**What is asked:**
Write out the material again word for word, dropping any images it holds.

**Data to use:**
........
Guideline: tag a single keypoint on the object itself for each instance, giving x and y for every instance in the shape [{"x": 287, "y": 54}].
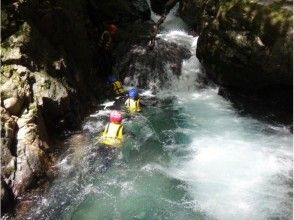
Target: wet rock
[
  {"x": 7, "y": 198},
  {"x": 13, "y": 105},
  {"x": 31, "y": 150},
  {"x": 246, "y": 46},
  {"x": 151, "y": 64}
]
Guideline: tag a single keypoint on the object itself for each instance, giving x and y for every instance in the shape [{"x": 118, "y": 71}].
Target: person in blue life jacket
[
  {"x": 113, "y": 133},
  {"x": 116, "y": 85},
  {"x": 133, "y": 103}
]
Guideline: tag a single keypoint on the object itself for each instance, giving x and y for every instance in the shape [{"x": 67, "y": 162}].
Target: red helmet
[
  {"x": 115, "y": 117},
  {"x": 112, "y": 28}
]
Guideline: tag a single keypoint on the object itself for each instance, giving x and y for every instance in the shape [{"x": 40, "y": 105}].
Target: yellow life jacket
[
  {"x": 112, "y": 134},
  {"x": 133, "y": 105},
  {"x": 118, "y": 88}
]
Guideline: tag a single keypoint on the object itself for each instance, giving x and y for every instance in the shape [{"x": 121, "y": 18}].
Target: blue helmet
[
  {"x": 111, "y": 78},
  {"x": 133, "y": 93}
]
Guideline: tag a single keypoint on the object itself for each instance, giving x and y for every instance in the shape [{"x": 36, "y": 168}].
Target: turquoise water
[{"x": 191, "y": 157}]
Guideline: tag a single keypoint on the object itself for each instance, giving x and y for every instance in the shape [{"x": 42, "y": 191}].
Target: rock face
[
  {"x": 50, "y": 78},
  {"x": 246, "y": 46}
]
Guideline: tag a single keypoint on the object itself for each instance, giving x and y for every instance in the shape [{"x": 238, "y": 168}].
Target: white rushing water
[
  {"x": 238, "y": 167},
  {"x": 192, "y": 157}
]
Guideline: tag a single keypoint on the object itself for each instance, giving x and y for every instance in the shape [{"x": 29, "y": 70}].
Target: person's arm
[{"x": 161, "y": 20}]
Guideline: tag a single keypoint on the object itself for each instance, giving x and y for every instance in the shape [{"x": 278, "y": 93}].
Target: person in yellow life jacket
[
  {"x": 133, "y": 103},
  {"x": 113, "y": 133},
  {"x": 117, "y": 87}
]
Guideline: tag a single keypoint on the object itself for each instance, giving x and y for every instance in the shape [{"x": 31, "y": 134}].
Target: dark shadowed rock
[{"x": 246, "y": 47}]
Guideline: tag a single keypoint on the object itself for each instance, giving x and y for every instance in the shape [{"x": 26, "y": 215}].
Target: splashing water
[{"x": 192, "y": 157}]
........
**Full answer:**
Guideline: tag a single keypoint on the object itself for each instance, giving x and y for every instance in the shape [{"x": 287, "y": 54}].
Target: wet rock
[
  {"x": 7, "y": 198},
  {"x": 13, "y": 105},
  {"x": 31, "y": 150},
  {"x": 246, "y": 46},
  {"x": 151, "y": 64}
]
Guideline: tag a single keypoint on the object itself for each instance, giving x and y for every instance in the shape [{"x": 118, "y": 71}].
Target: person in blue life jacket
[
  {"x": 113, "y": 133},
  {"x": 116, "y": 85},
  {"x": 133, "y": 103}
]
Guideline: tag a single keypoint on the object itself for each instance, giving x and y for every instance in the shape [{"x": 67, "y": 162}].
Target: red helmet
[
  {"x": 115, "y": 117},
  {"x": 112, "y": 28}
]
Guideline: tag a single keypoint on the object itself for each instance, giving x and y for every instance in the shape [{"x": 40, "y": 105}].
Target: yellow life jacket
[
  {"x": 112, "y": 134},
  {"x": 133, "y": 105},
  {"x": 118, "y": 88}
]
Guideline: tag a single keypoint on the object itself for each instance, giving x and y for every instance in the shape [{"x": 121, "y": 18}].
Target: blue helmet
[
  {"x": 111, "y": 78},
  {"x": 133, "y": 93}
]
Guideline: tag a single keypoint on the object itself for each instance, giving x and y for every instance in the shape [{"x": 36, "y": 168}].
Target: turquoise water
[{"x": 191, "y": 157}]
Guideline: tag a single keypoint on the object itself for each instance, giving x and y for every instance in the shape [{"x": 42, "y": 191}].
Target: rock face
[
  {"x": 50, "y": 78},
  {"x": 246, "y": 46}
]
Guideline: tag a single keypoint on the object itself for each instance, giving x and y for every instance in the shape [{"x": 238, "y": 168}].
Target: white rushing water
[
  {"x": 238, "y": 167},
  {"x": 192, "y": 157}
]
Guideline: tag a single keypoint on the object itself for each instance, giving x and y for every instance in the shape [{"x": 29, "y": 70}].
Target: person's arm
[{"x": 161, "y": 20}]
Guideline: tag a single keypoint on the object itself for each instance, giving x and y for every instance in the shape [{"x": 278, "y": 93}].
Target: person in yellow life jacket
[
  {"x": 133, "y": 103},
  {"x": 113, "y": 133},
  {"x": 117, "y": 87}
]
Guideline: tag a single keypoint on the object itself for each instance, giving x and y for every instance in the shape [{"x": 31, "y": 134}].
Target: dark shadowed rock
[{"x": 246, "y": 47}]
Guideline: tag a single keypoint on the object itself for each instance, giving x and y for every instance in the shape [{"x": 26, "y": 215}].
Target: splashing water
[{"x": 192, "y": 157}]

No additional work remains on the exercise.